WHAT THE EXERCISE ASKS:
Will you transcribe all the entries word for word, skipping the pictures they hold?

═════ DATA SHOWN ═════

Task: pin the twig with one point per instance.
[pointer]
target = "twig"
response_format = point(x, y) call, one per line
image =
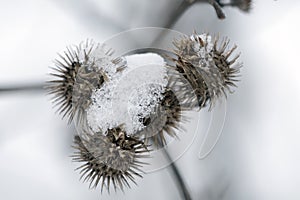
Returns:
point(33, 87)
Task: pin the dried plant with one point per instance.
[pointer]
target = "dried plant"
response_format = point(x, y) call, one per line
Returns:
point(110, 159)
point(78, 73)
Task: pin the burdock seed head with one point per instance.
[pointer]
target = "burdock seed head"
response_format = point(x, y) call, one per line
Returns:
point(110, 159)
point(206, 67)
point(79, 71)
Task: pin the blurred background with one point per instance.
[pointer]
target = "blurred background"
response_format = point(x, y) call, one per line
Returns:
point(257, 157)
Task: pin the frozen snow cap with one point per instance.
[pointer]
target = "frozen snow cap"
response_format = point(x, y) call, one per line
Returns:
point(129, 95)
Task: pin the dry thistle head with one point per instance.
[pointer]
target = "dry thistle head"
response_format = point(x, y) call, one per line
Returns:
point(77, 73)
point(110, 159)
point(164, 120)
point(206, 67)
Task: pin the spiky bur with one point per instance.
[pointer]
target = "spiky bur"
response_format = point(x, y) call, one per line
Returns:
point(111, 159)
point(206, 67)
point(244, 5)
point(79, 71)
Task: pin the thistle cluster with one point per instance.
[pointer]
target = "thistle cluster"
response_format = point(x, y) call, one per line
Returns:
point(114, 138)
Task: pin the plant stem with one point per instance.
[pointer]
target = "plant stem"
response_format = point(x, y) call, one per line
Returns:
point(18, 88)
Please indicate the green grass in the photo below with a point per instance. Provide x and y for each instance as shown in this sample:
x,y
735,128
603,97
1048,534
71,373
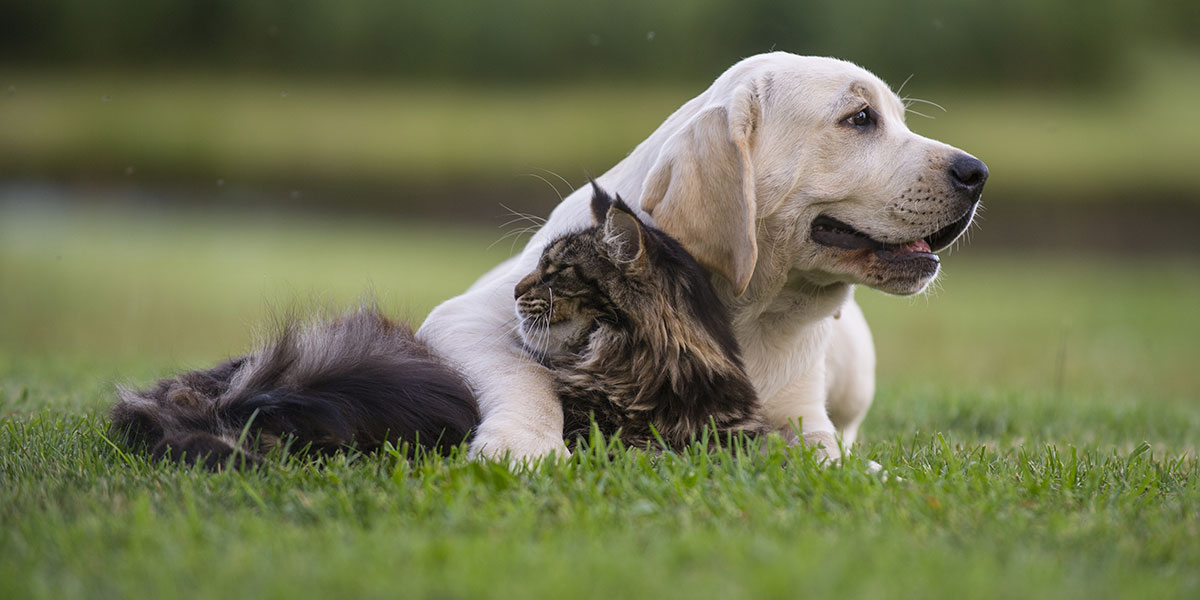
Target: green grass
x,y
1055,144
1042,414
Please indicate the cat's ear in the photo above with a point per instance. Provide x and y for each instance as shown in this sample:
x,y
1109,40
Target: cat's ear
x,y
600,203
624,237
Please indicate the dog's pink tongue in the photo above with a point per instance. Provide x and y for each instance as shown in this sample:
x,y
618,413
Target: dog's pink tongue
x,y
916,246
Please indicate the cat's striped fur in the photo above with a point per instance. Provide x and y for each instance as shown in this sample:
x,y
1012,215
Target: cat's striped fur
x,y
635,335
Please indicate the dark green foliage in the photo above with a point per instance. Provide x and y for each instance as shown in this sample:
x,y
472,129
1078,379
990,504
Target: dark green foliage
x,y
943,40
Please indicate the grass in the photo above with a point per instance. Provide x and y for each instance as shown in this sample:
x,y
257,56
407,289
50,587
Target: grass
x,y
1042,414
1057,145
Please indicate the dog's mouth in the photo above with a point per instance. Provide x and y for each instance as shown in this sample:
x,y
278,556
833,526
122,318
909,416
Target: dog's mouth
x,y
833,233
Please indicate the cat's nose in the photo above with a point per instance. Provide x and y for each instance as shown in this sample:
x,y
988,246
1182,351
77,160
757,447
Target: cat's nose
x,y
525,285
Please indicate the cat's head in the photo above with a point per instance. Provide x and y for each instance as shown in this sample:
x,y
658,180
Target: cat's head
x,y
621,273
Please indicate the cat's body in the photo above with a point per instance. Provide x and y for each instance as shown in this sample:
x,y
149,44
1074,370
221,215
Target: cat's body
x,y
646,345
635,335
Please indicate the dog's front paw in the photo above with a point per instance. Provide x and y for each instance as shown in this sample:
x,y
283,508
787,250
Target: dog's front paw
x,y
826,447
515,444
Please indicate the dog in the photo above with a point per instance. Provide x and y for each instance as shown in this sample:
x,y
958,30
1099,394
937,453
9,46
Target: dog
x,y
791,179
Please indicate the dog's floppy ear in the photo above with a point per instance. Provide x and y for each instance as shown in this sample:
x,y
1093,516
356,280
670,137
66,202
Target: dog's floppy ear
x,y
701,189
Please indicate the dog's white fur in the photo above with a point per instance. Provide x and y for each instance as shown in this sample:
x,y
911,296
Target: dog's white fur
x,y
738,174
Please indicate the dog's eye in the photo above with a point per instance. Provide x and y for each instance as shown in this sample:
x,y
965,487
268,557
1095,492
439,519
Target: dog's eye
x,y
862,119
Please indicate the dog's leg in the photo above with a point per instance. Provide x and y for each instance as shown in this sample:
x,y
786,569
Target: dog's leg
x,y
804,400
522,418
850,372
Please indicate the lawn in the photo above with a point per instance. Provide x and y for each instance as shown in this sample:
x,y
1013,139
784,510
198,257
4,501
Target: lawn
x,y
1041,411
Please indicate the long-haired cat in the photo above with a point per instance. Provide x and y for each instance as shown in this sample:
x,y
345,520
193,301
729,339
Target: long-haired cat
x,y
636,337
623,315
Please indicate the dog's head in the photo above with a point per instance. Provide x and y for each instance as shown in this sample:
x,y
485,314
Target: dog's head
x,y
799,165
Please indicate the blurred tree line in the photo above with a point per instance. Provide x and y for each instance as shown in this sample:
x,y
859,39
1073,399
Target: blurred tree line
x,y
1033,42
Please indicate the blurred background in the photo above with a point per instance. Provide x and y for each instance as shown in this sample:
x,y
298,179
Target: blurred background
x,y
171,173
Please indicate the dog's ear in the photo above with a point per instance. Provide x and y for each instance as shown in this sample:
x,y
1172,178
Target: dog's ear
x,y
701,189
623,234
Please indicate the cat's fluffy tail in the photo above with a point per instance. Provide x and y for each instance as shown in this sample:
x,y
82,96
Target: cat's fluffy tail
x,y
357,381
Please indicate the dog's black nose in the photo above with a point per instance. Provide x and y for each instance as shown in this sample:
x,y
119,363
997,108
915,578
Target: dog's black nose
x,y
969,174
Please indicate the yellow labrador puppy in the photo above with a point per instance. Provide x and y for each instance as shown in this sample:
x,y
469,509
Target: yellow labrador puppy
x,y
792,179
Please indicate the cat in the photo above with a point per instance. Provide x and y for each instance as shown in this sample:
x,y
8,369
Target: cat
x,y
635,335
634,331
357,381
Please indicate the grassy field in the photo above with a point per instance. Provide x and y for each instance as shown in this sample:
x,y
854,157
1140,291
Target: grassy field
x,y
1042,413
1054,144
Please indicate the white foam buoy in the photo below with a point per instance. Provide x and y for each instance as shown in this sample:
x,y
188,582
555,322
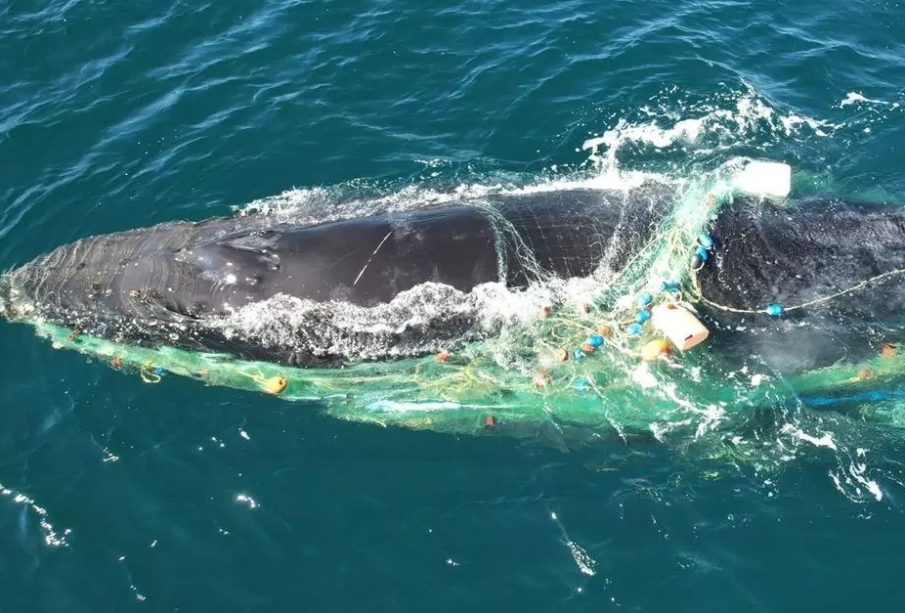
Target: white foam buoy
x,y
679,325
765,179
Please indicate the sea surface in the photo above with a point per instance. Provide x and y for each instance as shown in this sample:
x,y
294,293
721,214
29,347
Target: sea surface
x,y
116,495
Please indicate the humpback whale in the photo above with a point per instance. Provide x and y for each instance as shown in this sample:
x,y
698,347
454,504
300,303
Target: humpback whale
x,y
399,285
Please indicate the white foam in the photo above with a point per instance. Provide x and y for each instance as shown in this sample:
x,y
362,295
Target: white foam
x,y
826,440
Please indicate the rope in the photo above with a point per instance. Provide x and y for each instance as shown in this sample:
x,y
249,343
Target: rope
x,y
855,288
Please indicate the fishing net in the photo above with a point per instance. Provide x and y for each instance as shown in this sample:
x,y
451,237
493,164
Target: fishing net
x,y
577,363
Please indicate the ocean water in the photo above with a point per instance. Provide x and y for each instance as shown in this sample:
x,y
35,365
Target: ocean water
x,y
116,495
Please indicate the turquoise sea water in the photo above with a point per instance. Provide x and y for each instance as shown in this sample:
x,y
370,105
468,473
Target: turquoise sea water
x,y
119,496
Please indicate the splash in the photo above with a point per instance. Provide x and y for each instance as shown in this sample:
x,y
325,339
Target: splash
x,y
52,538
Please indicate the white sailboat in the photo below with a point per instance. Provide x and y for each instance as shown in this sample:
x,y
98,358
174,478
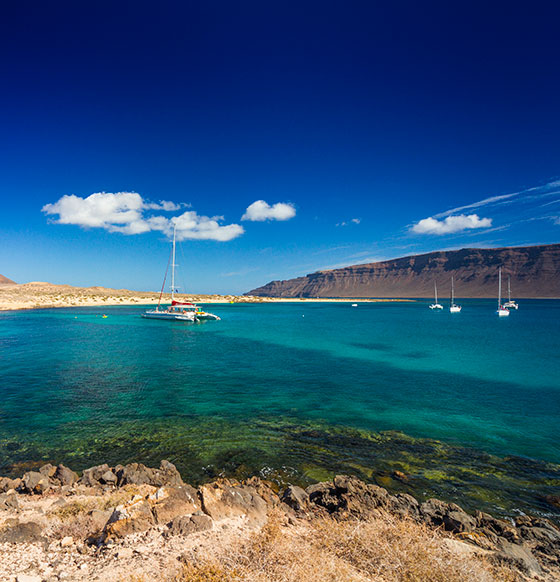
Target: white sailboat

═════

EXERCISE RESULT:
Task: pin the twig with one point per instance.
[pointer]
target = "twig"
response_format = point(x, y) call, one per line
image =
Returns:
point(33, 87)
Task: pin the dried plant with one point per instance.
[pointer]
target = "dried plant"
response_format = point(x, y) call, one per line
Returns:
point(110, 159)
point(78, 73)
Task: pin the burdock seed head with one point per instance.
[pointer]
target = "burdock seed head"
response_format = point(x, y) call, one per line
Returns:
point(110, 159)
point(206, 67)
point(79, 71)
Task: pin the blurred background with one point per instance.
[pointer]
target = "blurred background"
response_format = point(x, y) call, one per line
Returns:
point(257, 157)
Task: pin the frozen snow cap with one point per instance.
[pointer]
target = "frozen snow cap"
response_format = point(x, y) call, one per line
Returns:
point(129, 95)
Task: pin the dry thistle head with one point per instance.
[pointer]
target = "dry thistle head"
response_format = point(x, y) call, one per line
Returns:
point(77, 73)
point(110, 159)
point(164, 120)
point(206, 67)
Task: pin the spiky bur with one point per instance.
[pointer]
target = "spiky bur"
response_format = point(x, y) call, one per line
Returns:
point(111, 159)
point(206, 67)
point(244, 5)
point(79, 71)
Task: pin the thistle cluster with one point per instance.
[pointer]
target = "thistle cluster"
response_format = point(x, y) call, one per line
Returns:
point(114, 138)
Task: pin the plant stem with one point per instance.
[pointer]
target = "plant stem"
response_format = point(x, y) call, one per line
Returns:
point(18, 88)
Please indicate the green grass in the photo below with a point per instance. Provide x and y for each instance as shown in this sample:
x,y
735,128
603,97
1048,534
71,373
Target: green grass
x,y
1055,144
1042,414
Please indicate the cat's ear in the photo above with a point per instance. Provide x and y for each instance as shown in this sample:
x,y
1109,40
Target: cat's ear
x,y
600,203
624,237
Please indicate the dog's pink tongue in the photo above with a point per instance. Provide x and y for each instance as shown in this sample:
x,y
618,413
Target: dog's pink tongue
x,y
916,246
Please indicate the cat's striped fur in the photo above with a point per instance. Provide x and y for each instance as shown in this sample:
x,y
1012,215
Target: cat's striped fur
x,y
635,335
Please indicate the dark green foliage in the photo above with a point per instance. Provide x and y for each instance as shown in this sample:
x,y
472,129
1078,379
990,504
Target: dark green foliage
x,y
943,40
Please indicate the grass in the photo above with a point per instance. Provide x and y for each instance as shown in this sample:
x,y
257,56
407,289
50,587
Target: grass
x,y
1042,414
1057,145
Please indicate the dog's mouth in the photo above with a point per instance. Provide x and y for each instance as shown in this sample:
x,y
278,556
833,526
122,318
909,416
Target: dog's mouth
x,y
833,233
Please indicate the cat's nose in the photo above with a point per instance. Provide x and y for each instance as shown in this sample:
x,y
988,246
1182,351
77,160
757,447
Target: cat's nose
x,y
525,285
Please indicate the cat's head in the photo above with a point per instance. Provide x and y for each instance as shown in this sample:
x,y
658,180
Target: cat's head
x,y
621,273
Please indicate the cat's body in the photo above with a point per instance. Provide x and y for each instance as shown in this sample:
x,y
149,44
1074,370
221,215
Target: cat's body
x,y
646,345
635,335
Please indicate the dog's front paw in the photo above with a point per instance. Provide x and y for each instance as shown in this sample:
x,y
283,508
787,250
Target: dog's front paw
x,y
826,447
515,444
Please indicate the dog in the photo above with a point per instance. Provide x and y for each instance as shown in this sample:
x,y
958,30
1099,394
937,453
9,46
Target: dog
x,y
791,179
Please indicate the dog's floppy ear in the photo above with a point per instance. Provide x and y for each instance as shown in this sample:
x,y
1093,516
356,280
670,137
66,202
Target: dog's floppy ear
x,y
701,189
Please indicate the dog's white fur in the photo above with a point per instance. Provide x and y for each instance as shown in this sample:
x,y
911,296
Target: dog's white fur
x,y
738,174
Please indicate the dog's eye in the photo above with a point per instance. Provide x and y for each instance as shown in this sample:
x,y
965,487
268,557
1095,492
439,519
Target: dog's eye
x,y
862,119
Please indicate the dog's leg in the photo above with a point per instance. Provide x and y for each instance as shown in this sample:
x,y
786,569
Target: dog's leg
x,y
804,400
522,418
850,372
Please indicate the lawn in the photo above with a point per instance. Provide x and y for each instance as shown in this sample:
x,y
1013,139
784,510
198,257
4,501
Target: lawn
x,y
1041,411
Please indicate the long-haired cat in the photo above with a point per instance. Provide x and y for each instance as shown in this sample:
x,y
345,520
193,301
729,339
Target: long-haired cat
x,y
636,337
623,315
Please indicate the dog's head in the photo above with a point per instance. Provide x and y for each instance as shown in this sample:
x,y
485,314
Target: dog's head
x,y
799,165
Please indicate the blurred tree line in the photo above with a point per instance. Provide x and y for each instance as shown in this sample:
x,y
859,39
1073,399
Target: blurred tree line
x,y
1033,42
Please indicate the blurred background in the photo above with a point per instance. Provide x and y for each instance as shown in this sample:
x,y
298,179
Target: blurred background
x,y
171,173
Please indicate the dog's ear in the photo above with a point per instance. Provide x and y for each instance as shown in this sample:
x,y
1172,178
Target: dog's ear
x,y
701,189
623,234
Please indicate the cat's fluffy tail in the photo above with a point per instance. Provide x and y for each instance as shown in this sample:
x,y
82,96
Target: cat's fluffy tail
x,y
357,381
Please indicate the dog's black nose in the photo above with a point per instance. Provide x and y for each instance as shown in this sample:
x,y
119,363
997,108
915,578
Target: dog's black nose
x,y
969,174
Please indicate the yellow labrador puppy in the photo above with a point per instance. Provide x and y for each instance as shown in this sample:
x,y
469,509
Target: yellow labrador puppy
x,y
792,179
Please indicate the cat in the photo above with a point per instance. Provide x and y for each instance as shown in this sample:
x,y
8,369
Target: cat
x,y
635,335
634,331
357,381
Please indicate the grassy field in the photo above with a point per instance. Provide x and y for each instance as shown in this sample:
x,y
854,157
1140,291
Target: grassy field
x,y
1042,413
1054,144
Please indicate the white foam buoy in the photo below with a point per instance. Provide x and y for each instance as shown in this sample:
x,y
188,582
555,322
Target: white foam buoy
x,y
679,325
765,179
Please indicate the sea surface in the photo above with a point per instance. Provide x and y for each instance as shown in this sample:
x,y
294,293
721,214
29,347
Target: sea surface
x,y
116,495
Please indicate the humpback whale in the photo above with a point per instance. Provide x and y for each instance as shown in this sample:
x,y
698,347
454,504
300,303
Target: humpback whale
x,y
399,285
Please indicate the white foam in the photo above with a point per instance. Provide x and y for each instance as shown in this sample:
x,y
362,295
Target: white foam
x,y
826,440
Please indicate the rope in the photo above with a point per instance. Provide x and y for each instance as shown in this sample:
x,y
249,343
Target: rope
x,y
855,288
Please indicate the fishing net in the photo above with a point per instance. Provide x and y for each instance as shown in this sample:
x,y
451,237
493,164
Target: fishing net
x,y
577,363
Please indicate the ocean water in the photo above with a point per instance. Provide x and y for each instance as shown in this sample:
x,y
35,365
Target: ocean water
x,y
116,495
Please indicate the turquoise sea water in the photo above with a point per instance. Provide x and y for each instance as shown in this sample:
x,y
370,105
468,473
Target: turquoise sea water
x,y
119,496
Please indicate the splash in the photo above with a point per instance. Provide x and y for each instance as shown in this sample:
x,y
325,339
Target: splash
x,y
52,538
Please indicate the white sailboat in the photo below with a point per instance. Provide x and y for each instance as shown in this sample:
x,y
98,358
174,478
Target: white sailboat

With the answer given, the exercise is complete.